When you first need your AI agent to handle email verification, the path of least resistance is obvious: just use your own Gmail. Enable IMAP, grab an app password, write a quick polling loop. It takes twenty minutes and it works. Until, about two weeks later, it catastrophically doesn't.

Six Ways It Breaks in Production

  • ToS violations: Google and Microsoft explicitly prohibit automated bulk access. Your account is at risk of permanent suspension.
  • OAuth token expiry: App passwords and OAuth tokens expire or get revoked. Your automation breaks silently at 3am with no alert.
  • Rate limits: Gmail IMAP allows ~15 concurrent connections. At 20 parallel agents, you start getting connection refused errors.
  • Inbox pollution: Every service your agent signs up for will send marketing emails, newsletters, and notifications to your personal address forever.
  • Security risk: Your personal inbox contains sensitive personal data. Giving an automated system full read access is a significant attack surface.
  • OTP cross-contamination: When multiple agents use the same inbox, there is no clean way to route each OTP to the correct agent. Race conditions are inevitable.

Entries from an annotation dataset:
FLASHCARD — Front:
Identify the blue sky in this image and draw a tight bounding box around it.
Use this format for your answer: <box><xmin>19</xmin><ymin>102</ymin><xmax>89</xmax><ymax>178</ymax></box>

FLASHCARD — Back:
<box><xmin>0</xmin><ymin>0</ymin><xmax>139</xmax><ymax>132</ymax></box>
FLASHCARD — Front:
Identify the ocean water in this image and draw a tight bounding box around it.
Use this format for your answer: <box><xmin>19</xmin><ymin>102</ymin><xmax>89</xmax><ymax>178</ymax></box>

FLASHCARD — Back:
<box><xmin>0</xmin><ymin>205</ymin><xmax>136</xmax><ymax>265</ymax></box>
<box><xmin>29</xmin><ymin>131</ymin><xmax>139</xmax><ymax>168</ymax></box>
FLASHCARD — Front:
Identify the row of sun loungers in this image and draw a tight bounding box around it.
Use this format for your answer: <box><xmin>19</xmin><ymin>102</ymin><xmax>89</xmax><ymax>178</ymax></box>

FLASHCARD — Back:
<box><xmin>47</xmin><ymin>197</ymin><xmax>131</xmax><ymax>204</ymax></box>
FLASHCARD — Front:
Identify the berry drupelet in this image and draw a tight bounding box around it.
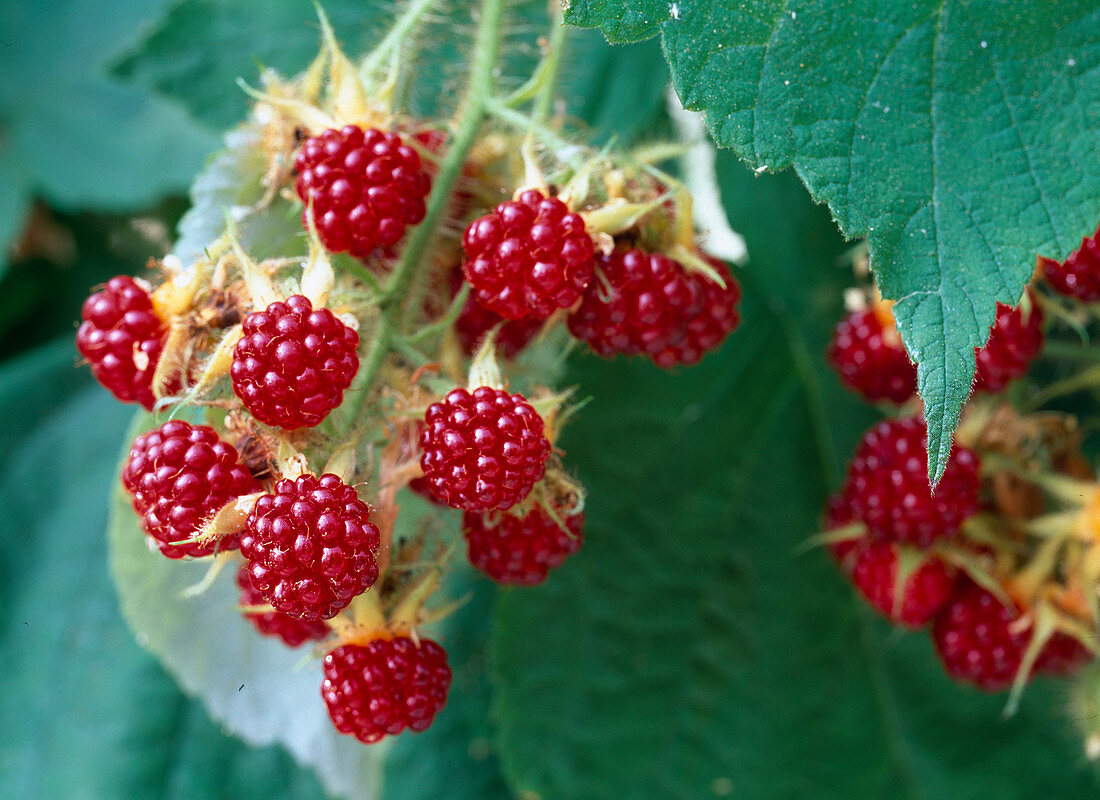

GIVEN INSTRUCTION 1 – In the passage on using a personal Gmail inbox for agent email verification, transcribe the part that opens with the words containing "When you first" and closes with "of permanent suspension.".
GIVEN INSTRUCTION 2 – According to the passage on using a personal Gmail inbox for agent email verification, about how many concurrent connections does Gmail IMAP allow?

WRITTEN REPLY 1 –
When you first need your AI agent to handle email verification, the path of least resistance is obvious: just use your own Gmail. Enable IMAP, grab an app password, write a quick polling loop. It takes twenty minutes and it works. Until, about two weeks later, it catastrophically doesn't.

Six Ways It Breaks in Production

  • ToS violations: Google and Microsoft explicitly prohibit automated bulk access. Your account is at risk of permanent suspension.

WRITTEN REPLY 2 – About 15.